_TASK INSTRUCTIONS_:
Word for word, restate the entries below from their first line through the line that contains "positive clicks: (932, 596) (905, 369)".

Source records:
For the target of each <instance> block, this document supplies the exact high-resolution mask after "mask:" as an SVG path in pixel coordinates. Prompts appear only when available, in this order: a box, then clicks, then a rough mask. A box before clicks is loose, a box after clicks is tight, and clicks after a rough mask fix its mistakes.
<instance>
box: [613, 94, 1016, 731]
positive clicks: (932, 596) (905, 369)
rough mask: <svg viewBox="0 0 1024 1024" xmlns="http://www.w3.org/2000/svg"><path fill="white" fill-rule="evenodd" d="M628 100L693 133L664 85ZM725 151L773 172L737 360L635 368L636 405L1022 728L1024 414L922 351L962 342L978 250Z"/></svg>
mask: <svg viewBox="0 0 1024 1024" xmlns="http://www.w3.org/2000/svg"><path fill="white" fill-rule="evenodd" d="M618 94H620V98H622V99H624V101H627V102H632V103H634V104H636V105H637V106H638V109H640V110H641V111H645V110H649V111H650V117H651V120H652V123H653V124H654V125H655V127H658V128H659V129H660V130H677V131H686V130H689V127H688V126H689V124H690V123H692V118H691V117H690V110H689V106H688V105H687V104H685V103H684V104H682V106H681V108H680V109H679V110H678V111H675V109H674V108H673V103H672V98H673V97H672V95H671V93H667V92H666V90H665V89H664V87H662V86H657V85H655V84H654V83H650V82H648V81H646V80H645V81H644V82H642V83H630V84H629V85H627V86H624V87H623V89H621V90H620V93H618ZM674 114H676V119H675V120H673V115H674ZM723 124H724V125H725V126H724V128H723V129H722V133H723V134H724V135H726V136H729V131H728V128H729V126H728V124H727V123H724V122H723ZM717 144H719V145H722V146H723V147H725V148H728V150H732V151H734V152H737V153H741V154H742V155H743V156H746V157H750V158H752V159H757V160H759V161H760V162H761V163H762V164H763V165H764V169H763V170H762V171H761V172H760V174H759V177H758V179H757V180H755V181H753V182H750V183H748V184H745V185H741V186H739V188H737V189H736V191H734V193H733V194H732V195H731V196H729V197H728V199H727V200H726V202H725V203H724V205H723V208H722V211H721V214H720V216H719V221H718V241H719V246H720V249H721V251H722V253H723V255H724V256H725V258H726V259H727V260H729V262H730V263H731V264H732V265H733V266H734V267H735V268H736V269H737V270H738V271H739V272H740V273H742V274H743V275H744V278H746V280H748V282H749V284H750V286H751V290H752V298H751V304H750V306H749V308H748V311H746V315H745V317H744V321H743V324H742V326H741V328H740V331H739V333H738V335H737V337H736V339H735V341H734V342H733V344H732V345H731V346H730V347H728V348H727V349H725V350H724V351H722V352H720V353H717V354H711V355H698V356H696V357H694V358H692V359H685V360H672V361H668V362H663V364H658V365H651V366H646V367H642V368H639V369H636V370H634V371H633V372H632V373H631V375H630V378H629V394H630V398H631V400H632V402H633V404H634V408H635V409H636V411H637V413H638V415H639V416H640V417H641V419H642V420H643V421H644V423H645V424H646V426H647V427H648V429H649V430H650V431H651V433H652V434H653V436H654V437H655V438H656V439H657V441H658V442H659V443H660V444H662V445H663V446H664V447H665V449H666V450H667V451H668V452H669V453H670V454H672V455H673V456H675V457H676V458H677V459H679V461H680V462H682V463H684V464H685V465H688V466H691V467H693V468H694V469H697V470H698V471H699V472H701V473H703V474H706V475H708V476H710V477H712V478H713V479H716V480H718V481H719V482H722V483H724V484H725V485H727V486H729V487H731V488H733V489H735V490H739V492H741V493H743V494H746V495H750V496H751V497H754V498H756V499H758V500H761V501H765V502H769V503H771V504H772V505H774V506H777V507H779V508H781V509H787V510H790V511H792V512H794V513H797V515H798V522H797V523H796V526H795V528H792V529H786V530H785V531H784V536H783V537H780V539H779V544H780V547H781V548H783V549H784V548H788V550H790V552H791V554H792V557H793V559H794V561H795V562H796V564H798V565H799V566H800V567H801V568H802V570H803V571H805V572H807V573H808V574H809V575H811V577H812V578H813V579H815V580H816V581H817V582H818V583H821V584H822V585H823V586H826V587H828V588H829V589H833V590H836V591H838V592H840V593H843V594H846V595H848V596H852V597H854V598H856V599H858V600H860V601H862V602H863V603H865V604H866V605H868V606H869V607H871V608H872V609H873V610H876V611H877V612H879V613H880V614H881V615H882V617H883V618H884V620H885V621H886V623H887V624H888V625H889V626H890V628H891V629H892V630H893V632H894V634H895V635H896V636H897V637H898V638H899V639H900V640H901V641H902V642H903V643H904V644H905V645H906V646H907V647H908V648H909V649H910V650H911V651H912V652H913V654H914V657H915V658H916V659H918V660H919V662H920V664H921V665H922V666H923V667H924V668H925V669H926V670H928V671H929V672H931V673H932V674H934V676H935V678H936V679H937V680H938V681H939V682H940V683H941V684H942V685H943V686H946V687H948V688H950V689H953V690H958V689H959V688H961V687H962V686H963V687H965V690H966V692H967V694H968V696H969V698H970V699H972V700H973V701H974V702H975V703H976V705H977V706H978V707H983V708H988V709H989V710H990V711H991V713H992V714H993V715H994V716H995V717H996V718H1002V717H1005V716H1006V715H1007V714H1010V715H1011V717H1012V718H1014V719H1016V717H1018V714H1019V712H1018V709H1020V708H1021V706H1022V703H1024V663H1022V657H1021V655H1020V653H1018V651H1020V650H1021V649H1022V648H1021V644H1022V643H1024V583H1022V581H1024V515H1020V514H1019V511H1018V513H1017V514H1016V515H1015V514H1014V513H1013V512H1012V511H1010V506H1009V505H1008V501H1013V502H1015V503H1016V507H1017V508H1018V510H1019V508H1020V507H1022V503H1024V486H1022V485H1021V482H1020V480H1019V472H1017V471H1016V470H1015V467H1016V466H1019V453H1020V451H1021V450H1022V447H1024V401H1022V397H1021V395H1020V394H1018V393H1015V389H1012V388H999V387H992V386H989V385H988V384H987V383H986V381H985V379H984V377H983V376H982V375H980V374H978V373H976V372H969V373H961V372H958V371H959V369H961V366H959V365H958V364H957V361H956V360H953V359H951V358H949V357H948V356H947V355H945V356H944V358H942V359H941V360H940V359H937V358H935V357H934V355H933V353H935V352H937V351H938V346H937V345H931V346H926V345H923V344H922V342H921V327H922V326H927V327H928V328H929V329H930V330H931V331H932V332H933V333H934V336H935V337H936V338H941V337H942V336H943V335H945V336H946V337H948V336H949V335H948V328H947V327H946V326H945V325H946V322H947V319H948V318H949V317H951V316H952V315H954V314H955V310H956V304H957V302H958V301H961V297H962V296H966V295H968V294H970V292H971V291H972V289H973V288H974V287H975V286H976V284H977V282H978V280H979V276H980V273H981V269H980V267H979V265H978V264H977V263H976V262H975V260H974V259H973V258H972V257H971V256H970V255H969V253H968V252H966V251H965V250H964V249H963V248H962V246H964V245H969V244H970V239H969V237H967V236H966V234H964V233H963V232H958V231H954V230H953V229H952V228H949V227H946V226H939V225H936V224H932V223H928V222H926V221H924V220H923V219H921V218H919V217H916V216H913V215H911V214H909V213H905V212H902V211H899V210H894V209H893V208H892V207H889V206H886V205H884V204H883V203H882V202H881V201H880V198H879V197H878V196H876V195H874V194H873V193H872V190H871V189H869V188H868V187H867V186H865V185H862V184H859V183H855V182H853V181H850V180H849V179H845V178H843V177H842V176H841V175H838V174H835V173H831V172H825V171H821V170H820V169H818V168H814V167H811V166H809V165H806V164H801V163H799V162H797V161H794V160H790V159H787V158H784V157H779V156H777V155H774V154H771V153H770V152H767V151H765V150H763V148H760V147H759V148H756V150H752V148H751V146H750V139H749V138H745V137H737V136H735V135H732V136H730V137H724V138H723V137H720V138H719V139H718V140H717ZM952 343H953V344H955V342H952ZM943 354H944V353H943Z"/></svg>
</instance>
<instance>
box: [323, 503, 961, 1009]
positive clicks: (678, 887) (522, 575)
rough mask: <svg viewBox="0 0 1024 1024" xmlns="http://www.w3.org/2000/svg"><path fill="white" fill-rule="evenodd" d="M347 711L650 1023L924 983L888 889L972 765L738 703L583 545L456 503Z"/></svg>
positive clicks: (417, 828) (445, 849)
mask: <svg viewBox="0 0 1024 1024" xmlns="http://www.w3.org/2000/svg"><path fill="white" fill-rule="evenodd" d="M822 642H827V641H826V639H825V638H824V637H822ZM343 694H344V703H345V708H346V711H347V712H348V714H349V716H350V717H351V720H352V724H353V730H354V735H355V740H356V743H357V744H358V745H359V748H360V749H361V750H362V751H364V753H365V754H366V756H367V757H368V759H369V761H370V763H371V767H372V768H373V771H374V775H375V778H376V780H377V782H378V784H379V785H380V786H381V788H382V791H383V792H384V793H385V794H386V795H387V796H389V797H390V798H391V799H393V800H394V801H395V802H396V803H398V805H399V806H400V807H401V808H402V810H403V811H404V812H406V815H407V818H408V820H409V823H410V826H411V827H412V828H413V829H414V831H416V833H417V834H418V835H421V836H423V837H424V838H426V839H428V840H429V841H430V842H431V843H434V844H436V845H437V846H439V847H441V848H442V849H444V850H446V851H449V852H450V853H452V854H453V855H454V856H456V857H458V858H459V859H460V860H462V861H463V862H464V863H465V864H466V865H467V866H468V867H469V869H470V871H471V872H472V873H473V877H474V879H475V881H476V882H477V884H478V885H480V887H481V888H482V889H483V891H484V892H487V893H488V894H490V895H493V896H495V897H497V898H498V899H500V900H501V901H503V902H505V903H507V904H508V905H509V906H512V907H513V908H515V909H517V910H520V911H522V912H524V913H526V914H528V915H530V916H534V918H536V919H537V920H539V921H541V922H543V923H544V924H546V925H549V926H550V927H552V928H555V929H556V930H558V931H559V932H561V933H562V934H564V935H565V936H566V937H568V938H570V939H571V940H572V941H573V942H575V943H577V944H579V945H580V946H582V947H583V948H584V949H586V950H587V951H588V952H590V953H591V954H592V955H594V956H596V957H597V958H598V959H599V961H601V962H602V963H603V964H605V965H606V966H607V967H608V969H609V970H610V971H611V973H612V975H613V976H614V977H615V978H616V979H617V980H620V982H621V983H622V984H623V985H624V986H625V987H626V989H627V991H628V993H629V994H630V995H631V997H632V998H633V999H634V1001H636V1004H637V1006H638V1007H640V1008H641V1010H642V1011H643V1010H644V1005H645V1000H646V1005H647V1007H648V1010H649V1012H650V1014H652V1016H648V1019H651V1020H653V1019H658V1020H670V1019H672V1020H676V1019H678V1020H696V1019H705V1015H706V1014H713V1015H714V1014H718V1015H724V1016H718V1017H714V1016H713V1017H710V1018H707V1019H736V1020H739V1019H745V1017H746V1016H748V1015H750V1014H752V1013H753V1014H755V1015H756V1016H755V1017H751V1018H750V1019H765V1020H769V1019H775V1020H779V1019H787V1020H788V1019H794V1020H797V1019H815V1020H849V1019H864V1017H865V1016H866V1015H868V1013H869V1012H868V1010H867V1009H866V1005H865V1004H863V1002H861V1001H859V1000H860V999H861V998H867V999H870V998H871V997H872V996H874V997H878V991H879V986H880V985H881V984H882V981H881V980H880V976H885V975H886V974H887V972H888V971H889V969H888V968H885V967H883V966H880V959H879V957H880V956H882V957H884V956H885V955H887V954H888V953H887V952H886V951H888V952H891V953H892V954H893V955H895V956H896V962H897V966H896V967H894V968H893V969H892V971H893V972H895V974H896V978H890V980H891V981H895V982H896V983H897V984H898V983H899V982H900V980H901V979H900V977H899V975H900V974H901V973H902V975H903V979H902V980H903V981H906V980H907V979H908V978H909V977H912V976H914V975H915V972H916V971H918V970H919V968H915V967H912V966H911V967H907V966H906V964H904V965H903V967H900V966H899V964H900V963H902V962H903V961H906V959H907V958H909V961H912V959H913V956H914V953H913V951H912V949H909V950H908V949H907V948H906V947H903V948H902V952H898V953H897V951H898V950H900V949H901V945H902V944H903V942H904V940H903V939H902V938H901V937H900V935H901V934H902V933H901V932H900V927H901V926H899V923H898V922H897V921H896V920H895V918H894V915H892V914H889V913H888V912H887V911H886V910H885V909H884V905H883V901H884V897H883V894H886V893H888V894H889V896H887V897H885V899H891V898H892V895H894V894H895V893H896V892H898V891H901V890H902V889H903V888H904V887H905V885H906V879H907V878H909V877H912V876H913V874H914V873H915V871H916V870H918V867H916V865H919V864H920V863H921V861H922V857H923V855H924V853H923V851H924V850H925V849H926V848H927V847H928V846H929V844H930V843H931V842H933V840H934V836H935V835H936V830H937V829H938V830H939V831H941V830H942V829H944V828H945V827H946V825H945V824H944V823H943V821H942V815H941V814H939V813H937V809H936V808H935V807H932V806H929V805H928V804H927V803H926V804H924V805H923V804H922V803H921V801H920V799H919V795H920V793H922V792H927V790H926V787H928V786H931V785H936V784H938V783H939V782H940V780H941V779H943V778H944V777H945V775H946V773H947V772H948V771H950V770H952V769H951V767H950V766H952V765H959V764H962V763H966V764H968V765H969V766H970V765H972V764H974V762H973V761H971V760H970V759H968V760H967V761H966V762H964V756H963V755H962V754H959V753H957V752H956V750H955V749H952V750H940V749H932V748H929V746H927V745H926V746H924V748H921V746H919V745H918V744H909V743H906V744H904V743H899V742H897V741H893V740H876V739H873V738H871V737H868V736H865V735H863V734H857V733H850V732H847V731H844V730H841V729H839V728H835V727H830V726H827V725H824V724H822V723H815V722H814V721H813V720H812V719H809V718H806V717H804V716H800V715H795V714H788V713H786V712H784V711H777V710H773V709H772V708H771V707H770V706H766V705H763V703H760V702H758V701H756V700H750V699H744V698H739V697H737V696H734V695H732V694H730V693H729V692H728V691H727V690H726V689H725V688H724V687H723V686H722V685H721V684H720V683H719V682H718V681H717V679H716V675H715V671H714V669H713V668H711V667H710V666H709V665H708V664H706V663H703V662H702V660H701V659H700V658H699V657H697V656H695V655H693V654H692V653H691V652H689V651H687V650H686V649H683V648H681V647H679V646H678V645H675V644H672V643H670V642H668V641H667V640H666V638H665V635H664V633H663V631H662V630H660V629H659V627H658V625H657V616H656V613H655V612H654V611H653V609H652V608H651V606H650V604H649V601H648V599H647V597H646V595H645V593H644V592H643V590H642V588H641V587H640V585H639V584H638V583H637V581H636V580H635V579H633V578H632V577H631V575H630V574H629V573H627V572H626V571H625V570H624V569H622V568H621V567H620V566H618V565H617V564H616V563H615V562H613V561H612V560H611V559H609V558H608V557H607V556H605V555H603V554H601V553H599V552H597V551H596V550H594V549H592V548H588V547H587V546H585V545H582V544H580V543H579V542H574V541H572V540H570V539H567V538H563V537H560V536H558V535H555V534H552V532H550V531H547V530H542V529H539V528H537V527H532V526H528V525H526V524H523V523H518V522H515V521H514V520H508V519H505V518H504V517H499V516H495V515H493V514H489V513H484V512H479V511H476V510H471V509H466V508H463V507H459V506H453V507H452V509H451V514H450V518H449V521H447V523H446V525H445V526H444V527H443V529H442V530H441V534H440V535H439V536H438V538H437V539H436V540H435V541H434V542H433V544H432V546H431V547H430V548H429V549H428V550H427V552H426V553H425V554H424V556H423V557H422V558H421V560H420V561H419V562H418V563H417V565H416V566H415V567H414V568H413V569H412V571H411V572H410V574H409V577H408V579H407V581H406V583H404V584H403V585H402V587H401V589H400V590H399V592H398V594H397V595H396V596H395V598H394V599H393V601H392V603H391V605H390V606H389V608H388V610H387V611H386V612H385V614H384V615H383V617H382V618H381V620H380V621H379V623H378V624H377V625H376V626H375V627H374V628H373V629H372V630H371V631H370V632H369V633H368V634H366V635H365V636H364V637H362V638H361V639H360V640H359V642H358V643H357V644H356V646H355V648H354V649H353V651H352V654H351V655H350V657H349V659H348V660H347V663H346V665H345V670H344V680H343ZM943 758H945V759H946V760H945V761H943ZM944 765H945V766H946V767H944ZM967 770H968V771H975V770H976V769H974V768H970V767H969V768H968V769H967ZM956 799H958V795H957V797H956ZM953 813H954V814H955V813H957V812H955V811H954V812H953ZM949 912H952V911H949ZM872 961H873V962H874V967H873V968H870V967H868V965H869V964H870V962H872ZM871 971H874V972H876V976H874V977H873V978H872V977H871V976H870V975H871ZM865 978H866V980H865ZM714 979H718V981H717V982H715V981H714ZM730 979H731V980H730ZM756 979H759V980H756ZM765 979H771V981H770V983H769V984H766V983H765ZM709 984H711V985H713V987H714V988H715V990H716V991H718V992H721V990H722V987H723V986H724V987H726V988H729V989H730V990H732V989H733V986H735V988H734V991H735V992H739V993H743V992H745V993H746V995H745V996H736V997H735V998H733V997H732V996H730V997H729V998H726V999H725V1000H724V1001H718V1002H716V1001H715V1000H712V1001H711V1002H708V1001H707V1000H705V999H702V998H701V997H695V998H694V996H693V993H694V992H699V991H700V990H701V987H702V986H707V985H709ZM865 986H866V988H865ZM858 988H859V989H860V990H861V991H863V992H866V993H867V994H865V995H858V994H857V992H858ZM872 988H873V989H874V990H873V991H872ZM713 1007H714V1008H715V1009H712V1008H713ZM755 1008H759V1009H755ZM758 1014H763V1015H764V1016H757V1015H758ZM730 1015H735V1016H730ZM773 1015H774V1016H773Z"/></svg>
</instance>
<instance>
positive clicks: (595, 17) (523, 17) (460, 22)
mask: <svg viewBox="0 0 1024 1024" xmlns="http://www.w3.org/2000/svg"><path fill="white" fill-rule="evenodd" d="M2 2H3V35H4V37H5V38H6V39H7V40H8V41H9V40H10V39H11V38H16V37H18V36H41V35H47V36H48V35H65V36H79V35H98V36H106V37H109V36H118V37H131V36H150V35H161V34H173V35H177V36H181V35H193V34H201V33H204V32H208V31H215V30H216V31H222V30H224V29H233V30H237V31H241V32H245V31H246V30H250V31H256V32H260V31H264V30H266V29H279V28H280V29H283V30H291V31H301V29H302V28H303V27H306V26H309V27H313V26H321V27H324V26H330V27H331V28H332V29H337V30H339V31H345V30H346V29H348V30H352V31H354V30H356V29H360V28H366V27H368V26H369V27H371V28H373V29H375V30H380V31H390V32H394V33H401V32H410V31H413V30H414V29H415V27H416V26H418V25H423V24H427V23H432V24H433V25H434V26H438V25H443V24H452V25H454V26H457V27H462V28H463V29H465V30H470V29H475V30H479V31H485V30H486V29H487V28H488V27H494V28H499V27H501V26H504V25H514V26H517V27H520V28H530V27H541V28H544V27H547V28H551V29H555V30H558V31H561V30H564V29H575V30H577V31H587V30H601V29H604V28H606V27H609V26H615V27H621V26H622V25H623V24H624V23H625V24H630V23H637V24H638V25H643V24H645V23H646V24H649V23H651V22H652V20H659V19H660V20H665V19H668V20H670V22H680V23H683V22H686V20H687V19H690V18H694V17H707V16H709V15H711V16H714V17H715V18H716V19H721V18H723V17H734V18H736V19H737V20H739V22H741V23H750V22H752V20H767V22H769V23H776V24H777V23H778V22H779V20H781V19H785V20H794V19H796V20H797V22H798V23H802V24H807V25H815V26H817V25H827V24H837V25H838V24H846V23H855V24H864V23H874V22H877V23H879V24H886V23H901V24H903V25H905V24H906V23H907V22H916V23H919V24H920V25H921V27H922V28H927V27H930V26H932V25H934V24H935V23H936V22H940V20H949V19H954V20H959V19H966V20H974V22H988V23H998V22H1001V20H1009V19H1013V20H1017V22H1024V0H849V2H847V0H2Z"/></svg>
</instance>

_ANSWER TO THE PROBLEM_:
For the target of each <instance> block, this document supplies the exact high-resolution mask after "mask:" as an SVG path in pixel coordinates. Prompts appear only when available, in this order: a box, then clicks, then a rough mask. A box before clicks is loose, a box after clicks is tight, and clicks after a rough mask fix its mistakes.
<instance>
box: [613, 94, 1016, 731]
positive clicks: (932, 596) (905, 369)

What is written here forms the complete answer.